◆ **WHAT YOU HAVE TO DO**: An exact, word-for-word copy of the entries is required, beginning at the line that contains "of the crowd" and ending at the last line, both included.
========================
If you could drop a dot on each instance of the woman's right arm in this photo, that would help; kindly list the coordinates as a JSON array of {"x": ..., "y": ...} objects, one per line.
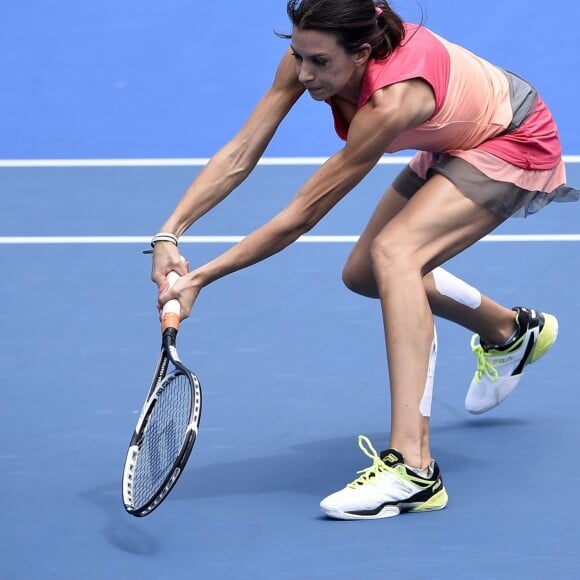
[{"x": 230, "y": 165}]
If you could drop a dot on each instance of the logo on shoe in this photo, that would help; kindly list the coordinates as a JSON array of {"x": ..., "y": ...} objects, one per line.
[
  {"x": 391, "y": 458},
  {"x": 503, "y": 361}
]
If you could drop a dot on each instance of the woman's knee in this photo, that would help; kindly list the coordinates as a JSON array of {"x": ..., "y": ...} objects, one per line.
[{"x": 358, "y": 277}]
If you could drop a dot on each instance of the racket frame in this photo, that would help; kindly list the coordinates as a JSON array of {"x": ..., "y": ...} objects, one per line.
[{"x": 167, "y": 355}]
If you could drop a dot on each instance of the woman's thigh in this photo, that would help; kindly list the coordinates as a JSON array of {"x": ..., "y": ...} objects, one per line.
[
  {"x": 358, "y": 274},
  {"x": 437, "y": 223}
]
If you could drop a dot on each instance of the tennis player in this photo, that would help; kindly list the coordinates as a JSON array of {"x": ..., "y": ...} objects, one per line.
[{"x": 487, "y": 149}]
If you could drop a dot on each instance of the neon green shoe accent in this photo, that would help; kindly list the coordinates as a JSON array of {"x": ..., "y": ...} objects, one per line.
[
  {"x": 437, "y": 502},
  {"x": 377, "y": 467},
  {"x": 547, "y": 337}
]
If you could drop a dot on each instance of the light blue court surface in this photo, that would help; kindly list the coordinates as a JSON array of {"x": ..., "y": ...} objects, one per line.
[
  {"x": 292, "y": 365},
  {"x": 293, "y": 369}
]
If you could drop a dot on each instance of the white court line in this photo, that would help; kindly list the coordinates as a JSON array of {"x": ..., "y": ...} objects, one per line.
[
  {"x": 317, "y": 239},
  {"x": 196, "y": 162}
]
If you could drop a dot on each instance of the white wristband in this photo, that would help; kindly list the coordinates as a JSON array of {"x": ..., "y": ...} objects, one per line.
[{"x": 163, "y": 237}]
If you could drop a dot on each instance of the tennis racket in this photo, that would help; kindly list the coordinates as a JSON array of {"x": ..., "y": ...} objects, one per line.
[{"x": 167, "y": 426}]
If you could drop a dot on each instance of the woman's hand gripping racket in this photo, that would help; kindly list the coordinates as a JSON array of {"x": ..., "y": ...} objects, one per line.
[{"x": 167, "y": 427}]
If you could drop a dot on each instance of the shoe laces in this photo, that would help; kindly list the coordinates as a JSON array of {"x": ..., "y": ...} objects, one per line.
[
  {"x": 484, "y": 366},
  {"x": 378, "y": 466}
]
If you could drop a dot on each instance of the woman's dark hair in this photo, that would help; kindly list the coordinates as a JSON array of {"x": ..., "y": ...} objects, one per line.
[{"x": 352, "y": 22}]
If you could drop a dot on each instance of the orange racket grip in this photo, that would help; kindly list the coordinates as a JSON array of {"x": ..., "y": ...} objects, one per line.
[{"x": 171, "y": 311}]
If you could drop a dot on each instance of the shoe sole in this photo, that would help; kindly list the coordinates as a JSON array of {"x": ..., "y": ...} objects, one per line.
[{"x": 435, "y": 503}]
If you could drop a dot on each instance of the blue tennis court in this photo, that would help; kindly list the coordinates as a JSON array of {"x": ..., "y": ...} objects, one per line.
[{"x": 292, "y": 365}]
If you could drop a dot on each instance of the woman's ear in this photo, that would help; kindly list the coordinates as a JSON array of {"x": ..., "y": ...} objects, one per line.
[{"x": 363, "y": 54}]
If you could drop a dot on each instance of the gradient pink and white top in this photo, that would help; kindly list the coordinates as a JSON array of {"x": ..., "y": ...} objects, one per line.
[{"x": 473, "y": 105}]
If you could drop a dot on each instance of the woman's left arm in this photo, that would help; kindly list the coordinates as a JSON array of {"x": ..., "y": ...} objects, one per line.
[{"x": 374, "y": 126}]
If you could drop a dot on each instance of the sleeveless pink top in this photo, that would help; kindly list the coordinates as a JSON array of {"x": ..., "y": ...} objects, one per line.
[{"x": 472, "y": 99}]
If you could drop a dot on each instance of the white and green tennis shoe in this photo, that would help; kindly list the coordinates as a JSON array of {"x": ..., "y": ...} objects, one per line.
[
  {"x": 499, "y": 370},
  {"x": 385, "y": 489}
]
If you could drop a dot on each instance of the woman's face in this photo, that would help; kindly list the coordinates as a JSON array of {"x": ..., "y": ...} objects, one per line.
[{"x": 323, "y": 66}]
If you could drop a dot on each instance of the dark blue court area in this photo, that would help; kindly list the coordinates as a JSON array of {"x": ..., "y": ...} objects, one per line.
[
  {"x": 292, "y": 364},
  {"x": 293, "y": 369}
]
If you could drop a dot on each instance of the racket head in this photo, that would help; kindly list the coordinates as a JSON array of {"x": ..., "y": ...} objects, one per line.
[{"x": 163, "y": 439}]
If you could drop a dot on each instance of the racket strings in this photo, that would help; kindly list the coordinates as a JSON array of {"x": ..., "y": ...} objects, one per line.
[{"x": 163, "y": 438}]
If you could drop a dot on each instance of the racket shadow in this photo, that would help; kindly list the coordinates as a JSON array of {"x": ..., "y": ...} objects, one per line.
[{"x": 119, "y": 531}]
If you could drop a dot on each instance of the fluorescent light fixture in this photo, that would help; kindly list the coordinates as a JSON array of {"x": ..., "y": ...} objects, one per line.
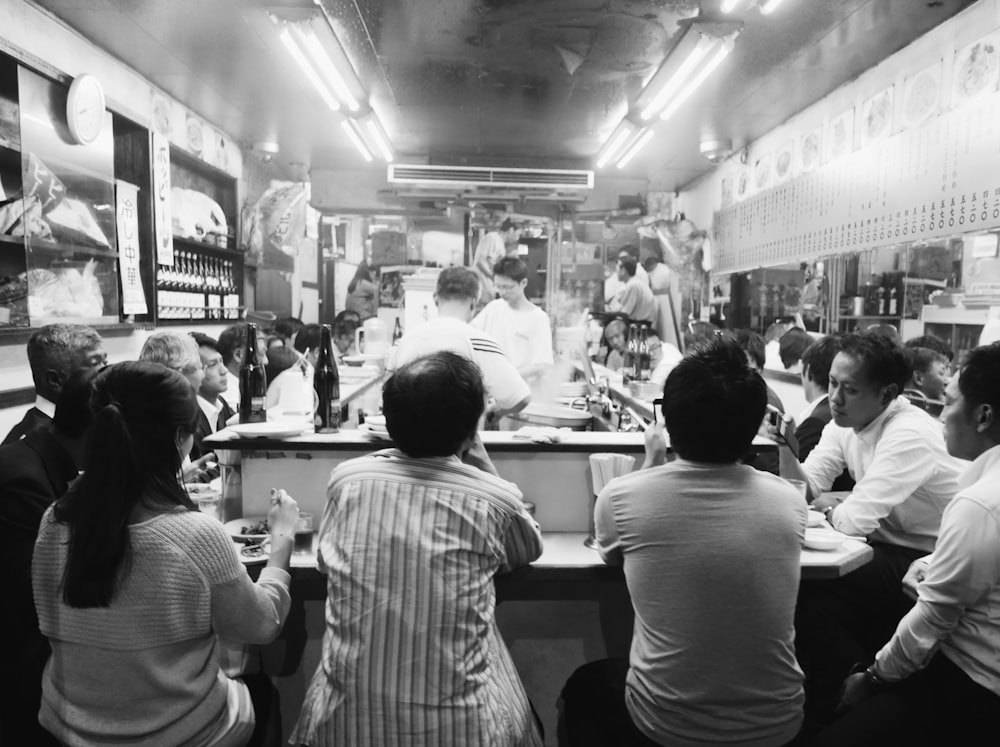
[
  {"x": 644, "y": 136},
  {"x": 329, "y": 70},
  {"x": 713, "y": 62},
  {"x": 615, "y": 143},
  {"x": 293, "y": 49},
  {"x": 377, "y": 135},
  {"x": 348, "y": 125}
]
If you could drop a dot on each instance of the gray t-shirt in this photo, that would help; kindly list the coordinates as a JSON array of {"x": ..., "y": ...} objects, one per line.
[{"x": 712, "y": 561}]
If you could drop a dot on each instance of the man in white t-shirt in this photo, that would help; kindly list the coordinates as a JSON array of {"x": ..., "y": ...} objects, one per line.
[
  {"x": 455, "y": 295},
  {"x": 521, "y": 328}
]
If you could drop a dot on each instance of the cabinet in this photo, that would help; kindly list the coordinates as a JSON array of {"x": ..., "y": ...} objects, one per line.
[
  {"x": 205, "y": 281},
  {"x": 58, "y": 248}
]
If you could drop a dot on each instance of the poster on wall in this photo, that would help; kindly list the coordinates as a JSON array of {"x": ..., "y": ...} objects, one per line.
[
  {"x": 162, "y": 228},
  {"x": 127, "y": 220},
  {"x": 976, "y": 71},
  {"x": 921, "y": 95}
]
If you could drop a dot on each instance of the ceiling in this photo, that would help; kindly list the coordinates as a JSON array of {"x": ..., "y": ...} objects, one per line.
[{"x": 536, "y": 83}]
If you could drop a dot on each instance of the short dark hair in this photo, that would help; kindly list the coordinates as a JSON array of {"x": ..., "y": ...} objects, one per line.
[
  {"x": 921, "y": 359},
  {"x": 818, "y": 357},
  {"x": 628, "y": 263},
  {"x": 457, "y": 284},
  {"x": 932, "y": 342},
  {"x": 710, "y": 386},
  {"x": 511, "y": 267},
  {"x": 979, "y": 378},
  {"x": 881, "y": 358},
  {"x": 309, "y": 337},
  {"x": 433, "y": 404},
  {"x": 752, "y": 344},
  {"x": 73, "y": 412},
  {"x": 792, "y": 345}
]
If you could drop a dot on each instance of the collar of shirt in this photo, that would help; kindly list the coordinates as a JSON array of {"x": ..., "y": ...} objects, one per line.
[
  {"x": 984, "y": 463},
  {"x": 810, "y": 408},
  {"x": 49, "y": 408},
  {"x": 211, "y": 412}
]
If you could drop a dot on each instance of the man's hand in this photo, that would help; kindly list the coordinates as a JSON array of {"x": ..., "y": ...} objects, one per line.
[
  {"x": 656, "y": 446},
  {"x": 915, "y": 575}
]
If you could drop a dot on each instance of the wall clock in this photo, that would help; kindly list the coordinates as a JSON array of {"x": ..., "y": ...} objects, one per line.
[{"x": 85, "y": 109}]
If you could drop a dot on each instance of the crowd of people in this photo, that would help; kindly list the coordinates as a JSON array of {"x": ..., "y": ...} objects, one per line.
[{"x": 130, "y": 608}]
========================
◆ **RESULT OF THIS EXERCISE**:
If you could drop a dot on each instance of the crowd of people in this photo, that would help; kindly list the coordinates as a JSON array of {"x": ..., "y": ...} objects, one per line.
[{"x": 130, "y": 608}]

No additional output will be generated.